• _Problem set_
1. In the compensation text, why was Mr. Herschmann left out of the benchmarking study?
2. Retype everything in the rows from the line containing "Indicate a point on each instance of the sky" down to the last row, both ends included.

• _Source_
In its compensation philosophy and strategy set forth in the proxy statement, the Company noted that it sought competitive compensation structures and opportunities within the Company’s targeted labor markets, focused on mid-range compensation levels as measured among peer group organizations, with adjustments from mid-range to support Company objectives. Both the 2006 scheduled and the 2006 actual base compensation and short- and long-term incentives of the Named Executive Officers, with the exception of Mr. Lindemann, were within or, as to some Named Executive Officers, below the middle half of their respective energy peer group benchmarks. Absent Mr. Lindemann’s transaction bonus, which was viewed by the Compensation Committee as a one-time event, Mr. Lindemann’s compensation also fell within the middle half of his energy industry peer group. Since Mr. Herschmann was not an employee of the Company in 2006, he was not included in the benchmarking study. Mr. Herschmann will be included in future benchmarking studies.
 
SEC Comment #5. To the extent you have benchmarked different elements of your compensation against the general industry database, please identify those companies. Refer to Item 402(b)(2)(xiv) of Regulation S-K.

• _Materials provided_
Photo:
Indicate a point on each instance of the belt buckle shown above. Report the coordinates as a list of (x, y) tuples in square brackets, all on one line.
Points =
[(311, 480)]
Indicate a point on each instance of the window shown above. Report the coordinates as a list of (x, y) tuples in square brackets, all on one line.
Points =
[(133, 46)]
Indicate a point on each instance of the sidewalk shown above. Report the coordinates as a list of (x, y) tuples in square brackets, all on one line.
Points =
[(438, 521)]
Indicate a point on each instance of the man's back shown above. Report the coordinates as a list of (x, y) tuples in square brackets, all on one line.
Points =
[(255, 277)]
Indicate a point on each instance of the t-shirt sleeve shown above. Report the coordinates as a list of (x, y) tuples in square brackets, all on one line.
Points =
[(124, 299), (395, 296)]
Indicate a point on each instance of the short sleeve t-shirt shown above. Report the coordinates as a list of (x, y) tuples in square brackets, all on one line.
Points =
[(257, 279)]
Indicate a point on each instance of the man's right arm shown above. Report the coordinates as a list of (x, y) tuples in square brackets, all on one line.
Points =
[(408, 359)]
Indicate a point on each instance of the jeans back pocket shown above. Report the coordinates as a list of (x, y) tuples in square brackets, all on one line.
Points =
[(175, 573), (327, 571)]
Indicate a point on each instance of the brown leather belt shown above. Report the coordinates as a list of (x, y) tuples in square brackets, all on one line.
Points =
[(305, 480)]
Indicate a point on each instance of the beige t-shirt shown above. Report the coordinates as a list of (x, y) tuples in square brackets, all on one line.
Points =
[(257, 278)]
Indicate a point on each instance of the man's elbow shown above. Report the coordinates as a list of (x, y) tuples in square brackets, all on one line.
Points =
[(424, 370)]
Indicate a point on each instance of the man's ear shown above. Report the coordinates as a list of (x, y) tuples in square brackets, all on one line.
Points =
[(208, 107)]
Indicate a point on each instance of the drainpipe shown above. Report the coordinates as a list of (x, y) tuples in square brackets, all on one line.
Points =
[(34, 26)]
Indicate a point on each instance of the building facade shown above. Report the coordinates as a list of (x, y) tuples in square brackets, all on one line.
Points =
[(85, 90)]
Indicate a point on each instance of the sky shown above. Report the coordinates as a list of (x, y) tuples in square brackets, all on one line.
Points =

• _Expected outputs_
1. He was not an employee of the Company in 2006.

2.
Indicate a point on each instance of the sky shown above. Report the coordinates as a list of (x, y) tuples in square brackets, all on one line.
Points =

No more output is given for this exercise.